Your goal
Convert everything from the line containing "point per instance: horse nostril" down to the last of the entries below into a Markdown table with the columns Row and Line, numbering each line and omitting blank lines.

Information given
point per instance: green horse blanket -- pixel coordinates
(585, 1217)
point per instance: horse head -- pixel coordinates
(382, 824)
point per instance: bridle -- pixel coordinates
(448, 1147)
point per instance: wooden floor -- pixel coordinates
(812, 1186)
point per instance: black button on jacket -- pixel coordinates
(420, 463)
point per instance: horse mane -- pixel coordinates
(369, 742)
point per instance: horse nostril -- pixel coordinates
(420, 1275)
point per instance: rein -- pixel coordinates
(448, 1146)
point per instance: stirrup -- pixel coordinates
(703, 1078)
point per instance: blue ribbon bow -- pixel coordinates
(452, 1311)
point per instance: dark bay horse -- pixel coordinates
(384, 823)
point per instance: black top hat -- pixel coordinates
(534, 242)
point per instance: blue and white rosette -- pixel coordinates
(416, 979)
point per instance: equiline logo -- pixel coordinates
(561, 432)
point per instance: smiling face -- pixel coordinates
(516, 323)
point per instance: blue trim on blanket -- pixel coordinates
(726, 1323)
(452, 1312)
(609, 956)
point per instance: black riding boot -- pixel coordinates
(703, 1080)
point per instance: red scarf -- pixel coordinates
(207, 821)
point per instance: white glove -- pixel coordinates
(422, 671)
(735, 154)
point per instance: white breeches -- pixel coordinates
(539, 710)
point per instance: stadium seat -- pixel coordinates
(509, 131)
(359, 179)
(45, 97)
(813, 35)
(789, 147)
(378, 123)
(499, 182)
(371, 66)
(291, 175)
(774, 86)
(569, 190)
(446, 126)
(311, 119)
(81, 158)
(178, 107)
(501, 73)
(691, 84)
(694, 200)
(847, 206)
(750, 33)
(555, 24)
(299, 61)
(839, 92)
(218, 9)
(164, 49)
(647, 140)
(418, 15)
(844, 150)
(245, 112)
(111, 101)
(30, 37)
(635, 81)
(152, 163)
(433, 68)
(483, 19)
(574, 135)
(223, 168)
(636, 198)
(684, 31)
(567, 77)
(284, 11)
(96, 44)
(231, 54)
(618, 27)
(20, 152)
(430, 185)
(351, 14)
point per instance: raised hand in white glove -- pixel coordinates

Task response
| Row | Line |
|---|---|
| 1 | point per instance: horse nostril -- pixel coordinates |
| 2 | (420, 1275) |
| 3 | point per instance: rein -- pixel coordinates |
| 4 | (448, 1146) |
| 5 | point per instance: stirrup -- pixel coordinates |
| 6 | (703, 1078) |
| 7 | point per instance: blue ribbon bow -- pixel coordinates |
| 8 | (452, 1311) |
| 9 | point per instance: dark bay horse -- pixel coordinates |
| 10 | (384, 823) |
| 11 | point per instance: black top hat -- pixel coordinates |
| 12 | (534, 242) |
| 13 | point per instance: blue and white rosette -- pixel coordinates |
| 14 | (416, 979) |
| 15 | point per instance: equiline logo -- pixel coordinates |
| 16 | (561, 432) |
| 17 | point per instance: smiling face -- pixel coordinates |
| 18 | (516, 323) |
| 19 | point per instance: blue trim on blanket -- pixel coordinates |
| 20 | (726, 1323) |
| 21 | (452, 1312) |
| 22 | (609, 956) |
| 23 | point per instance: black riding boot -- pixel coordinates |
| 24 | (703, 1080) |
| 25 | point per instance: red scarf -- pixel coordinates |
| 26 | (207, 821) |
| 27 | point per instance: white glove -- pixel coordinates |
| 28 | (422, 671) |
| 29 | (735, 154) |
| 30 | point per instance: white breeches -- pixel coordinates |
| 31 | (539, 710) |
| 32 | point per instance: stadium seat -- pixel coordinates |
| 33 | (509, 131) |
| 34 | (359, 179) |
| 35 | (45, 97) |
| 36 | (813, 35) |
| 37 | (789, 147) |
| 38 | (378, 123) |
| 39 | (499, 182) |
| 40 | (371, 66) |
| 41 | (291, 175) |
| 42 | (774, 86) |
| 43 | (569, 190) |
| 44 | (446, 126) |
| 45 | (311, 119) |
| 46 | (81, 158) |
| 47 | (178, 107) |
| 48 | (501, 73) |
| 49 | (691, 84) |
| 50 | (694, 200) |
| 51 | (847, 206) |
| 52 | (750, 33) |
| 53 | (555, 24) |
| 54 | (299, 61) |
| 55 | (839, 92) |
| 56 | (218, 9) |
| 57 | (164, 49) |
| 58 | (647, 140) |
| 59 | (418, 15) |
| 60 | (844, 150) |
| 61 | (245, 112) |
| 62 | (111, 101) |
| 63 | (30, 37) |
| 64 | (635, 81) |
| 65 | (152, 163) |
| 66 | (433, 68) |
| 67 | (483, 19) |
| 68 | (574, 135) |
| 69 | (223, 168) |
| 70 | (636, 198) |
| 71 | (684, 31) |
| 72 | (567, 77) |
| 73 | (284, 11) |
| 74 | (96, 44) |
| 75 | (231, 54) |
| 76 | (618, 27) |
| 77 | (20, 152) |
| 78 | (430, 185) |
| 79 | (351, 14) |
| 80 | point per instance: raised hand in white glove -- pixel coordinates |